**PASSAGE GIVEN**
Lithium niobate (LN) is a multifunctional ferroelectric crystal with the exceptional properties of having a wide transparent window, a large nonlinear and electro-optic (EO) coefficient, etc. It is widely used in applications such as nonlinear optics and optical telecommunication. The strong second-order nonlinearity (χ(2)) of LN lies in the pivot of many applications such as laser wavelength extension^[1,2], nonlinear optical manipulation^[3,4], all-optical conversion and processing^[5–7], and upconversion generation/detection protocols^[8–10], where frequency conversion like second-harmonic generation (SHG) and sum-/difference frequency generation (SFG/DFG) plays a vital role. In principle, spatial symmetry rules out second-order nonlinearity in bulk isotropic media, making χ(2) nonlinearity-based frequency conversion intrinsically polarization-dependent or sensitive. In addition, the tensor elements of the nonlinear susceptibility vary for different polarization light (e.g.,  d33=27pm/V, d31=4.5pm/V for LN), leading to highly unequal conversion efficiency (positively proportional to deff2, where d_eff is the effective nonlinear coefficient). At present, nearly all χ(2) nonlinear devices operate in the polarization-sensitive mode, which restricts their applications. There has been intense desire to obtain polarization-independent operation for frequency conversions, because the polarization state of light is not maintained in fibers or in space in many real applications, such as optical communication and quantum systems.

Many efforts have been devoted to addressing this issue. A straightforward solution is to divide the quasi-phase-matched (QPM) crystal [e.g.,  periodically poled lithium niobate (PPLN)] into two sections for two-stage frequency conversion, where SHG of each polarization component takes place in different sections. Dual-period QPM structures are also feasible. By careful waveguide dispersion engineering, it is possible to reach simultaneous QPM conditions for both TE and TM modes with one single poling period but at a specific wavelength^[11]. In quantum optics, type-I spontaneous parametric downconversion (SPDC) photon entanglement sources typically utilize a two-crystal geometry, which employs two adjacent, orthogonally aligned thin nonlinear crystals (e.g.,  BBO) for phase matching^[12]. The scheme has also been adopted in the frequency conversion of vector beams^[13,14]. The orthogonal polarization component of the fundamental wave is frequency-converted in each quadratic crystal. However, the conversion efficiency is limited, as a short interaction length is required. Polarization-insensitive frequency upconversion has also been demonstrated by using a polarization Sagnac nonlinear interferometer based on type-0 phase matching for dual-polarization-mode frequency conversion^[15]. A polarization diversity configuration is also an alternative solution^[16,17]. Horizontally and vertically polarized components of the input are separated and fed to two frequency converters. The system is complex and difficult in balancing the dual channels. Still, realizing polarization-independent frequency conversion remains a challenge. A simple solution to address this issue would be of significance for practical applications.

Location labeling data:
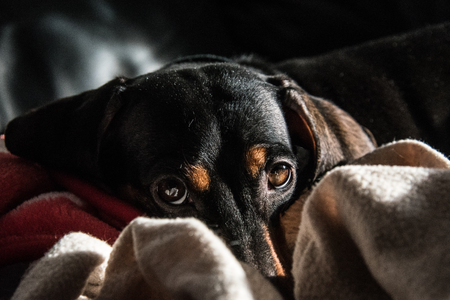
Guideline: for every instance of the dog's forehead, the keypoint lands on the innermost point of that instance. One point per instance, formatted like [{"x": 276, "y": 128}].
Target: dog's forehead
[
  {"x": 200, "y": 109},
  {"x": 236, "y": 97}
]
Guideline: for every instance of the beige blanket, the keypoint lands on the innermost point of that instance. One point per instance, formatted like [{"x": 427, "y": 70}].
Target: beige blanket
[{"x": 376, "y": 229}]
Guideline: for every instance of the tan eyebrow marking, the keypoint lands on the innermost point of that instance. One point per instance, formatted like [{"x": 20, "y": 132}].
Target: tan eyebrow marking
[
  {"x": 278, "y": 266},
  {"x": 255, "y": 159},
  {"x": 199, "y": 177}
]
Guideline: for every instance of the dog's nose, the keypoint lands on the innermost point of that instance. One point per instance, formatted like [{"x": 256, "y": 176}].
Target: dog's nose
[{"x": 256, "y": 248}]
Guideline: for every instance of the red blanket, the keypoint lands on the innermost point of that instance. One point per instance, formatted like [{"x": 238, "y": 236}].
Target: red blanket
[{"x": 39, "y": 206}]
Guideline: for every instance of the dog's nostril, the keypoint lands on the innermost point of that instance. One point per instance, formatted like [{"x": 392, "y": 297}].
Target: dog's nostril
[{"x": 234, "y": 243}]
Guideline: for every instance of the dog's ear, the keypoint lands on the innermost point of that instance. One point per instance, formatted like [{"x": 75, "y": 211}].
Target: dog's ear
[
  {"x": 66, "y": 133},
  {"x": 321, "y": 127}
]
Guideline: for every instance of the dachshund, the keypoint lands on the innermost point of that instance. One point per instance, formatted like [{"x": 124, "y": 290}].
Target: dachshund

**WHAT YOU WILL DO**
**1)** According to the lithium niobate passage, why is there strong interest in frequency conversion that works regardless of polarization? Answer in one to three sentences.
**2)** Answer these questions using the lithium niobate passage:
(a) What value does it give for d33 in LN?
(b) What do type-I SPDC photon entanglement sources typically use for phase matching?
(c) What can careful waveguide dispersion engineering achieve with one single poling period?

**SOLUTIONS TO THE PROBLEMS**
**1)** In many real applications, such as optical communication and quantum systems, light does not keep its polarization state in fibers or in space. Nearly all χ(2) nonlinear devices are polarization-sensitive, which restricts their use.

**2)**
(a) 27 pm/V.
(b) A two-crystal geometry: two adjacent, orthogonally aligned thin nonlinear crystals, such as BBO.
(c) Simultaneous QPM conditions for both TE and TM modes, but only at a specific wavelength.